• [TASK STATEMENT]: Print, exactly as given, each line of the data from the line containing "# for each instance of the black trousers, put" up to and including its last line.

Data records
----------------

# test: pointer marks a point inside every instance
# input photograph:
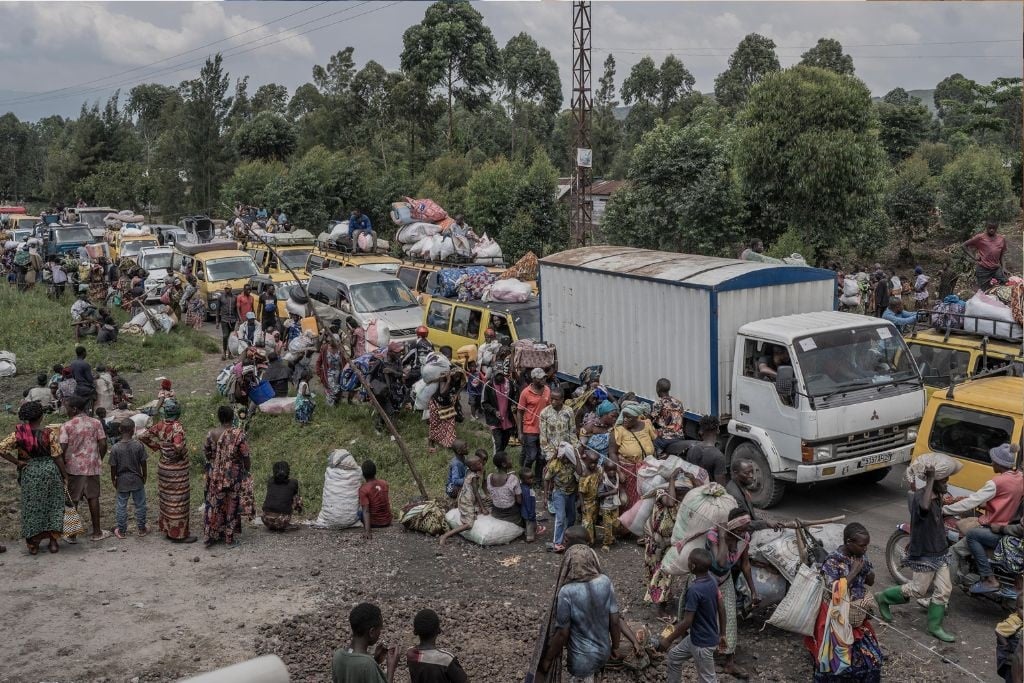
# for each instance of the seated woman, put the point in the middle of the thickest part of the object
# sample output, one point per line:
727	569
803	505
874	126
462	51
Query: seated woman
282	499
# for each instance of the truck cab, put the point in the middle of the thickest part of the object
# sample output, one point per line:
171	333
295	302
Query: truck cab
822	396
215	265
969	419
461	325
293	248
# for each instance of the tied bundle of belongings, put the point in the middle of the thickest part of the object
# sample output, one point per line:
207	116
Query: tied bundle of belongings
944	466
949	313
525	268
474	287
425	517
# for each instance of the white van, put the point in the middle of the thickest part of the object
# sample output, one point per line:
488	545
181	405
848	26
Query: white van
338	293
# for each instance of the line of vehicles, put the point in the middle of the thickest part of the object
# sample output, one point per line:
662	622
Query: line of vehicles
804	391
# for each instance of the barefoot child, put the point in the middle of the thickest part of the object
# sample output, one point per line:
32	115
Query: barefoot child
472	500
427	663
608	497
590	482
355	664
128	476
702	626
282	499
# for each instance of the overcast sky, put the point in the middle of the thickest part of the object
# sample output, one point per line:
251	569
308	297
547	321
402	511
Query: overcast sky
55	55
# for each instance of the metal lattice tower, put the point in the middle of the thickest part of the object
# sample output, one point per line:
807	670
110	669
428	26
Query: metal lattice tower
581	226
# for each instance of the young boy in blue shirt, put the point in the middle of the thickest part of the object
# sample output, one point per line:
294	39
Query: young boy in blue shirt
702	626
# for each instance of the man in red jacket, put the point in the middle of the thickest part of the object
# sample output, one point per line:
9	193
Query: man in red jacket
1001	498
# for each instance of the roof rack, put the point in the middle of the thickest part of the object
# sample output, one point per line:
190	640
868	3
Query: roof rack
459	261
192	250
972	326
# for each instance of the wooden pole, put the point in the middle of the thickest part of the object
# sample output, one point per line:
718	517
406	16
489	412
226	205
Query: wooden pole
381	413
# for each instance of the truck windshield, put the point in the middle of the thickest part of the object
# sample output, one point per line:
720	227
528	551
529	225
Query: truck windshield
527	323
67	236
230	268
156	261
851	359
378	297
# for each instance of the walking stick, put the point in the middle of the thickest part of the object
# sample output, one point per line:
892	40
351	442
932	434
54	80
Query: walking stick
402	449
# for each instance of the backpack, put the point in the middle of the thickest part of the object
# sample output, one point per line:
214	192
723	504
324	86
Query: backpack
1010	553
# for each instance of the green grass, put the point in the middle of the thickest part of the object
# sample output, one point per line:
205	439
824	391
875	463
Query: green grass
38	331
37	336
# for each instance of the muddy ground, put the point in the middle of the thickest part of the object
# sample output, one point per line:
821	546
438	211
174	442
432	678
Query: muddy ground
145	609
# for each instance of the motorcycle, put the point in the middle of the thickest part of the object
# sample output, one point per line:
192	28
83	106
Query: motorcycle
963	568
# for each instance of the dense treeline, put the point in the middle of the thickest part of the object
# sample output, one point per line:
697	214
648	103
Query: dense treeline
802	158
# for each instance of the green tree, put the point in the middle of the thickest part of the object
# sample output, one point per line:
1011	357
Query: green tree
827	53
909	201
680	195
808	157
206	108
529	73
643	83
266	136
117	183
973	188
753	59
675	84
452	47
903	123
492	196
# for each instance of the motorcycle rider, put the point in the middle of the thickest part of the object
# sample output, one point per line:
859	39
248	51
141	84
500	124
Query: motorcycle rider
926	553
1000	497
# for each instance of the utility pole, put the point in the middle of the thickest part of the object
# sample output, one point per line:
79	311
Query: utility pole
581	227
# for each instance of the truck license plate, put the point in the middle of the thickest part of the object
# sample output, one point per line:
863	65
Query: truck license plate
876	461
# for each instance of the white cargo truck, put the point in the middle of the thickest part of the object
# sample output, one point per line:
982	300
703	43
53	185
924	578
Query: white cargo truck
805	392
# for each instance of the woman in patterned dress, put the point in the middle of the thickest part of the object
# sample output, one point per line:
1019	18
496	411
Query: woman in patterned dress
41	474
228	484
168	438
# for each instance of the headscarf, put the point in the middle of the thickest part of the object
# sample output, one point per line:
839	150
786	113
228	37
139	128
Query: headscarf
580	564
171	410
1004	456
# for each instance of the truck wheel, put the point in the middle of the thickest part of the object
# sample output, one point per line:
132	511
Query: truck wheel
766	491
875	476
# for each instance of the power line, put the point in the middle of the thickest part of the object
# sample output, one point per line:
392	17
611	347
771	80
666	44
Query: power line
804	47
227	53
175	56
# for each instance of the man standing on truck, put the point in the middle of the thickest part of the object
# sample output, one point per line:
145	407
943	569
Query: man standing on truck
358	223
668	416
1001	498
989	250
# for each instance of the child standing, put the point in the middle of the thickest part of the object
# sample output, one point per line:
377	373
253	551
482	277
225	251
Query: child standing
457	471
472	500
702	626
608	497
474	388
128	476
590	482
304	401
355	664
560	478
427	663
375	505
527	506
282	499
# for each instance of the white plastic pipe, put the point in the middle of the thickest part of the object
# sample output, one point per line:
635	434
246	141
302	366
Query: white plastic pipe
267	669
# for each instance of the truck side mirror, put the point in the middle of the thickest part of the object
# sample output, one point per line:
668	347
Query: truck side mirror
785	383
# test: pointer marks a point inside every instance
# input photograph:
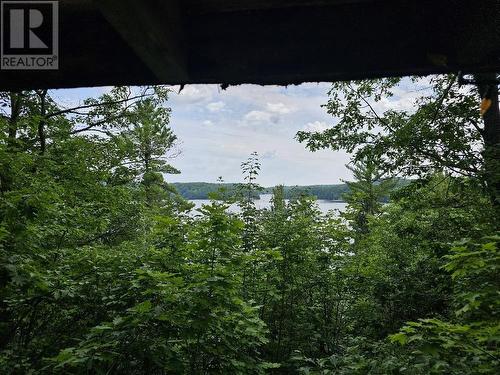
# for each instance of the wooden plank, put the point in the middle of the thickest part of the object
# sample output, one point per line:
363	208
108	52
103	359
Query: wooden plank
153	29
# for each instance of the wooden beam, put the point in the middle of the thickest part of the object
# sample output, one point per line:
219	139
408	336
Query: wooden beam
153	30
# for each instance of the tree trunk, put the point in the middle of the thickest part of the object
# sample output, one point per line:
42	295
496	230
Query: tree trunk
41	124
491	134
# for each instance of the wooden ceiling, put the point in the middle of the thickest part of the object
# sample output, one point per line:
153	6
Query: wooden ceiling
131	42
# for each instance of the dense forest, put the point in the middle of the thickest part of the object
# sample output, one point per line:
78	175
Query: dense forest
104	270
203	190
337	192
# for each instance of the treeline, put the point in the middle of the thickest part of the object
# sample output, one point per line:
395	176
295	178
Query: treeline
202	190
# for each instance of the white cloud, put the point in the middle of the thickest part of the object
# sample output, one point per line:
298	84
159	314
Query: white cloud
261	117
272	154
316	126
279	108
216	106
192	94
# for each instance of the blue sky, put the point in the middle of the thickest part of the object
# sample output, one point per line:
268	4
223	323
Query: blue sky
218	129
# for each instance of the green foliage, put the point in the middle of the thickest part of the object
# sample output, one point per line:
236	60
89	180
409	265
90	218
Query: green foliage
103	268
469	341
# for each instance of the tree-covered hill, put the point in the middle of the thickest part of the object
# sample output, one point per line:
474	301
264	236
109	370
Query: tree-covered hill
335	192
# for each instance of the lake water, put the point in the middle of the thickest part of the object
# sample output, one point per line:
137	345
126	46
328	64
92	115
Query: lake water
265	202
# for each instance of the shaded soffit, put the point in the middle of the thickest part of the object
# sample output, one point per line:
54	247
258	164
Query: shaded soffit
131	42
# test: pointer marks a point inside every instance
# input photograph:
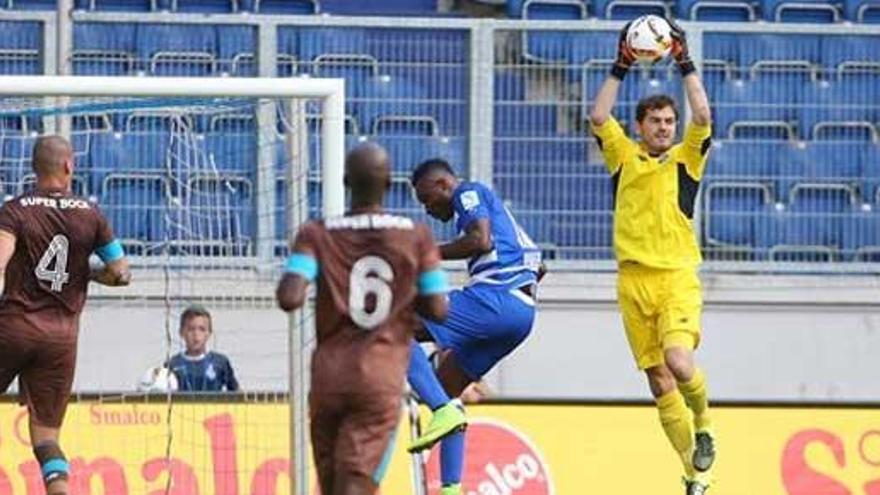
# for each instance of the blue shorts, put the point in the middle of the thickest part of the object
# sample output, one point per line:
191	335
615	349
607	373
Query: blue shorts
484	324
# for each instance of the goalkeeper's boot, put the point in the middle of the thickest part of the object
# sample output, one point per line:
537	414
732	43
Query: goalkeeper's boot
698	485
704	451
451	489
446	420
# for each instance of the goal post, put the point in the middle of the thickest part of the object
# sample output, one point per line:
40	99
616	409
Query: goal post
294	94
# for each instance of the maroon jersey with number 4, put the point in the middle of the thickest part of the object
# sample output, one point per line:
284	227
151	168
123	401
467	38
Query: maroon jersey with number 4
368	266
47	277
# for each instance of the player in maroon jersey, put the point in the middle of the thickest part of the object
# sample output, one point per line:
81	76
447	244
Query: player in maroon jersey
46	239
374	272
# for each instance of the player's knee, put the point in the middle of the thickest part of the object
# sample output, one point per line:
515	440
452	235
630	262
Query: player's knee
660	380
53	464
680	362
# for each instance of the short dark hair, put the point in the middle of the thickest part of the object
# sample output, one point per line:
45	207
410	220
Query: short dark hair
655	102
428	166
195	311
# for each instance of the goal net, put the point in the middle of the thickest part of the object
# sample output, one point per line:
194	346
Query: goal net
204	182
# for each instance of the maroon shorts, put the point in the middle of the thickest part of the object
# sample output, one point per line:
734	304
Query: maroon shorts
44	367
352	434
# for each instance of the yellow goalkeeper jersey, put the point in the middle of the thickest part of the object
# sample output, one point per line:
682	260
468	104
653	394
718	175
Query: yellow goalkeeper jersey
654	196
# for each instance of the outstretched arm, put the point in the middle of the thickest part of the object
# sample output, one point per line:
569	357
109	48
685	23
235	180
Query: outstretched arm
693	86
607	95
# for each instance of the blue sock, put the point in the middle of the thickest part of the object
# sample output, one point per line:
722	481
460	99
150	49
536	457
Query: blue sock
423	380
452	458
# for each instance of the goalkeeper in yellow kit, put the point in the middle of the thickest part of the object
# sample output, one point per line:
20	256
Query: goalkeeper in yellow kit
655	185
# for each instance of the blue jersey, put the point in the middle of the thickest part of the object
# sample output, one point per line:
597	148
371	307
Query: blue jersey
514	258
210	372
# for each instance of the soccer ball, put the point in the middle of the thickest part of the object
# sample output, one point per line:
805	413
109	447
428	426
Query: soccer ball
158	379
650	38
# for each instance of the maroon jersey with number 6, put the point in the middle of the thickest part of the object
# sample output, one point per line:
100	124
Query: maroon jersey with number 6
367	287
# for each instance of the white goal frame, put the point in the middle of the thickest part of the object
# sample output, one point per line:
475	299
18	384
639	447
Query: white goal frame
332	94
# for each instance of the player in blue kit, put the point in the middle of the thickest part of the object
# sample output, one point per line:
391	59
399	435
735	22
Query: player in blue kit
488	318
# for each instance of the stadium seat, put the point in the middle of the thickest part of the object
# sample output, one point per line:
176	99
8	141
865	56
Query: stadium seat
740	161
380	7
525	119
582	235
861	236
867	11
179	50
112	152
814	11
236	46
730	212
33	4
871	175
836	50
103	48
135	205
757	130
548	46
123	5
716	10
629	9
205	6
287	7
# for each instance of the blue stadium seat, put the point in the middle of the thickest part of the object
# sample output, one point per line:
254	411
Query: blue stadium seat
233	152
755	130
557	192
752	100
205	6
730	212
839	49
629	9
438	81
309	43
20	48
871	175
525	119
838	163
513	154
510	85
287	7
103	48
380	7
33	4
861	236
123	5
181	50
815	11
867	11
848	99
134	205
547	45
815	218
122	152
582	235
418	45
743	50
236	46
716	10
740	161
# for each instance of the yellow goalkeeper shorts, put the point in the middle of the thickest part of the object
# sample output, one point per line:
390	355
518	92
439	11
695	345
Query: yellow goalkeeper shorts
660	309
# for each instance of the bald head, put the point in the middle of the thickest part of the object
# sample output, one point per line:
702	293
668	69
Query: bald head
51	156
367	174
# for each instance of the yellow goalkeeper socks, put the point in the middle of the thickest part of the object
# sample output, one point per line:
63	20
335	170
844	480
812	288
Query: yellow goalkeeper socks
676	420
697	399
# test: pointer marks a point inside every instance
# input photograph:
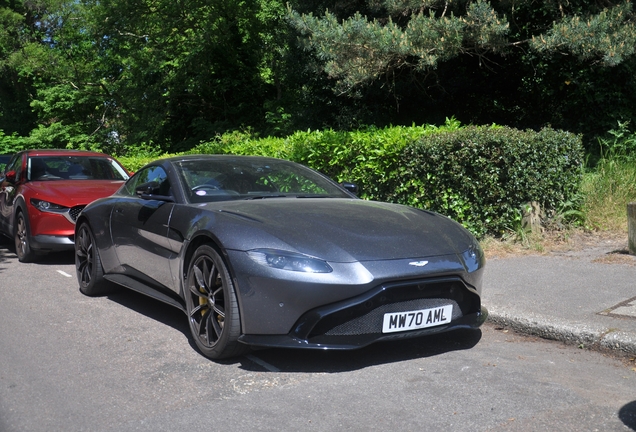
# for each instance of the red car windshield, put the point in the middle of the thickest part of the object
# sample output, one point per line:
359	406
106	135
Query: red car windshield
74	168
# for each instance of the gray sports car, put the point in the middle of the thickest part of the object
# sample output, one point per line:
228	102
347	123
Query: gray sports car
265	252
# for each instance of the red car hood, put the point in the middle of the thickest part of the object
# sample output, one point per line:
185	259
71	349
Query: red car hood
70	193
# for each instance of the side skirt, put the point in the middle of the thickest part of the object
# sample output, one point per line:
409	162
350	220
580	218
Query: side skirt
141	288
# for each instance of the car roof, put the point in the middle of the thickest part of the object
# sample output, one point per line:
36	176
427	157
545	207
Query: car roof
61	152
218	157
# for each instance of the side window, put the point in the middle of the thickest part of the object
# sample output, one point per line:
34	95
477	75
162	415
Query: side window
15	164
155	175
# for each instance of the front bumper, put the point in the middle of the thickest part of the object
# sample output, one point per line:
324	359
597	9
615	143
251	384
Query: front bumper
357	322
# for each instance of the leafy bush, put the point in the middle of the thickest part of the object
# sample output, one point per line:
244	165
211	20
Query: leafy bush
480	176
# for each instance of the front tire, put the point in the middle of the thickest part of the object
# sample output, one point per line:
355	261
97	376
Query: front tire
22	243
212	307
88	265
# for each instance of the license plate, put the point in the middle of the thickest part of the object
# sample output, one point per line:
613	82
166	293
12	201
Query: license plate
413	320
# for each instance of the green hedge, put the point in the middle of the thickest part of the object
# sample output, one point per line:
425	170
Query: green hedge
479	176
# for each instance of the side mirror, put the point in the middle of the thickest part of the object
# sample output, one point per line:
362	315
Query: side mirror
10	176
351	187
152	191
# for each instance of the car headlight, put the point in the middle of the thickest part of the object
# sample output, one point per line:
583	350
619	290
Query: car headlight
289	261
47	206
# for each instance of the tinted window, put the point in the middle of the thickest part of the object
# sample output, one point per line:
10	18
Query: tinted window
244	178
74	168
155	176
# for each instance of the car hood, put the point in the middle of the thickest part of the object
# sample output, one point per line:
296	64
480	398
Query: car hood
70	193
344	230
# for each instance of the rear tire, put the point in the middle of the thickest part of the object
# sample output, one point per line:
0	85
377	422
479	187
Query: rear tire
88	265
213	312
22	234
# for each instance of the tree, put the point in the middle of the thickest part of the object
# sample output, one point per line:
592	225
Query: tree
517	62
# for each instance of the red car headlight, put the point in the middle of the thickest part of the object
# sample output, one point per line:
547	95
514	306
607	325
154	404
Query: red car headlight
47	206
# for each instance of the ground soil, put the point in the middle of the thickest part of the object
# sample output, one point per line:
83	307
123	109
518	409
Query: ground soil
604	247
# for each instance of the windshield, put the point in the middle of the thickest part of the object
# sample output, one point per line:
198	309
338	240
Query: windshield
253	178
74	168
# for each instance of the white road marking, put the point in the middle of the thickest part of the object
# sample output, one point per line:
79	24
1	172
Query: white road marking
260	362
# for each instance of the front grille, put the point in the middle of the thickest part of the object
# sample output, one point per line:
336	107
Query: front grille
363	315
372	322
75	211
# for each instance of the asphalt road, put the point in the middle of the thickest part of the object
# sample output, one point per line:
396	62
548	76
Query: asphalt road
126	363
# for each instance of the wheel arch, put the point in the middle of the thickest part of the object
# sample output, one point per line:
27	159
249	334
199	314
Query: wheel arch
207	238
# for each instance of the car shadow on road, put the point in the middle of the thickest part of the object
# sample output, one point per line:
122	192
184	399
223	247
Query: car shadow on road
292	360
627	414
153	309
7	252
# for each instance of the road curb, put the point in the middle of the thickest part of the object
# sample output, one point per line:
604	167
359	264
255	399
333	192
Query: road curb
581	334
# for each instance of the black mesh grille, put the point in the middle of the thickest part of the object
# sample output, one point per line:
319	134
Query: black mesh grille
372	322
75	211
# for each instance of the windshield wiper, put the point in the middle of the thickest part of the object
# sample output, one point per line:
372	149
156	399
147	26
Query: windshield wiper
265	196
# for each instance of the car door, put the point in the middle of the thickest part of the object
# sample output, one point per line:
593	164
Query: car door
140	229
8	193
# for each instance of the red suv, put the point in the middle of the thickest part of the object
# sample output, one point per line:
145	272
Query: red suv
43	192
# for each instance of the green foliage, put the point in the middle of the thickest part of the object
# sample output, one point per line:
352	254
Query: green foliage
610	35
619	143
480	176
359	49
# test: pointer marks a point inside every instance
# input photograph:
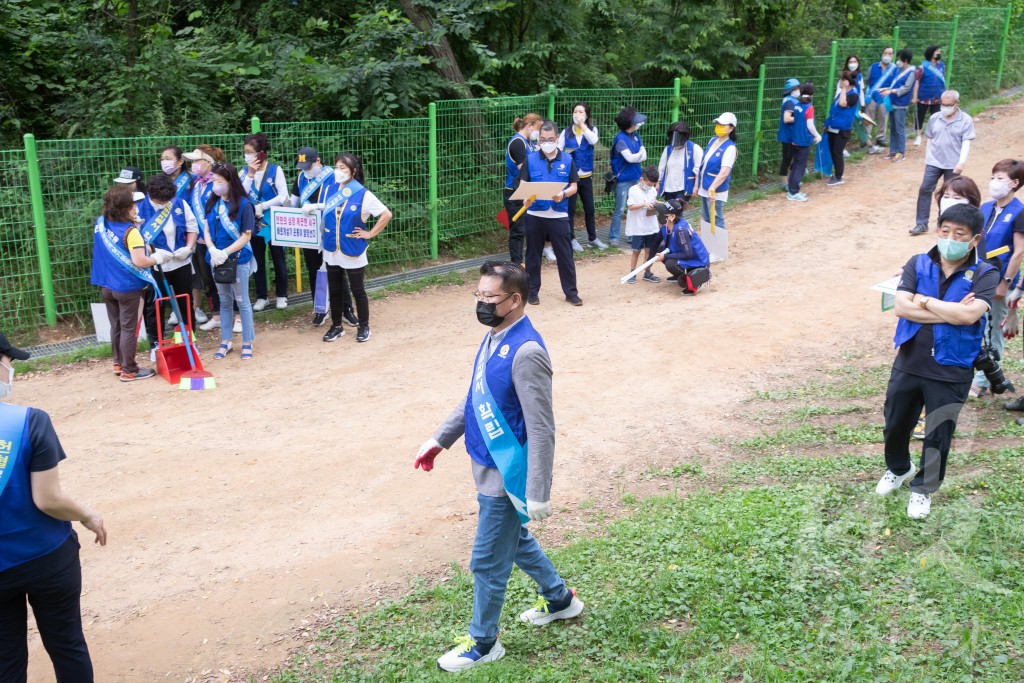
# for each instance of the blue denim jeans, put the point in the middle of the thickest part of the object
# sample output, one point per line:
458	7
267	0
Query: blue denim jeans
502	541
237	292
622	189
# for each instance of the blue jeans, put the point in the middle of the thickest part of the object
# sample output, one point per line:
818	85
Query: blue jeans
719	211
502	541
622	189
897	130
238	292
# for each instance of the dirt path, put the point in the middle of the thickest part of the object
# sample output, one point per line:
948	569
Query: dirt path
236	513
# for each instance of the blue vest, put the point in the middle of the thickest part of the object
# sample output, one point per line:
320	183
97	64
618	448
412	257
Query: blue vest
898	82
27	532
785	129
105	270
511	168
499	374
712	165
582	152
623	169
145	211
689	173
559	172
954	344
840	117
1000	233
933	81
335	230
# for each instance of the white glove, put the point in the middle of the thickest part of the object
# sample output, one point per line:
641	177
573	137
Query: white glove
538	511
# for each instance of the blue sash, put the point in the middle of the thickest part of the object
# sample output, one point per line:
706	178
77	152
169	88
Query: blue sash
502	443
12	421
314	184
156	223
122	257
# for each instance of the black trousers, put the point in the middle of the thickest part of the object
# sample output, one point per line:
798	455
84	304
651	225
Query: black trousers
585	190
942	401
516	228
837	142
783	167
341	297
559	233
280	268
52	585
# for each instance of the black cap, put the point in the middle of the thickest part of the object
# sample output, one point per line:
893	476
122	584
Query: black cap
307	157
12	351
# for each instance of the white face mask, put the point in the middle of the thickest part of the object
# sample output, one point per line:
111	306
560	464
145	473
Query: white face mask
998	188
947	202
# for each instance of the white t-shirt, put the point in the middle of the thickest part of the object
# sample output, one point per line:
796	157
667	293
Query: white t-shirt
371	207
637	220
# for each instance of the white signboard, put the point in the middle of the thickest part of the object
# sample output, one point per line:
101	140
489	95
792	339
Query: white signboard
291	227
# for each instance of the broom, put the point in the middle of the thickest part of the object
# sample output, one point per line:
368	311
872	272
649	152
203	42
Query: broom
194	380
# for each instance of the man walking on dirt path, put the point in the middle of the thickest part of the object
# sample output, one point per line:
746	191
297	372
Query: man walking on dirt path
509	425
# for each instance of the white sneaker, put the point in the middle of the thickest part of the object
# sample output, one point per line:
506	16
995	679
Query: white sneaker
920	506
890	482
465	655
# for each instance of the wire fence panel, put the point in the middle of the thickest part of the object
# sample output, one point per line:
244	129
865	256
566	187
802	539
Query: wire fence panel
705	100
20	293
976	61
75	175
395	155
605	103
472	135
777	72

----------------

• [THE RESULT]:
# for each instance of the black trousers, put the point in the middle of the thickest part of the object
# sample output, one point per line:
798	455
84	304
651	225
Query: black trousers
585	190
942	401
516	228
837	142
783	167
341	297
559	233
280	268
52	585
# for each instance of the black cap, put the point in the middle of the thickest part of the object
# sample output, one point per line:
893	476
122	584
Query: black cap
307	157
12	351
# for each instance of the white face mask, put the point in the middle of the thickest part of the object
# sample output, one point per line:
111	306
560	464
145	473
Query: white face mask
998	188
947	202
# for each instance of the white t-shirt, put the point in the middle of the thickest part of the object
# sample output, one point per line:
796	157
667	293
Query: white t-shirt
371	207
637	220
# for each instance of the white signboard, put the point in the middle of the thickest part of the object
# sample output, one point per line:
101	140
489	95
792	339
Query: white signboard
291	227
# for each instance of the broom, put the point in the middle of the thickest part of the object
# sample output, one point per line:
368	311
872	272
649	152
203	42
Query: broom
194	380
# for each instance of the man walking on dirt path, put the point in the middle of the thickest part of the object
# sample output, one point per line:
746	191
297	372
Query: man walking on dirt path
509	425
# for each instance of the white sneaker, put the point in the middle of the thickest part of the object
# sample output, one point per line:
506	16
995	679
Query: white sneaker
920	506
890	482
465	655
# for each instance of the wire fence panel, put the point in the middle of the thickest part of the object
# sample output, one point per line:
244	129
865	256
566	187
802	539
Query: wire fence panel
705	100
20	293
976	61
75	175
395	155
605	103
472	135
777	72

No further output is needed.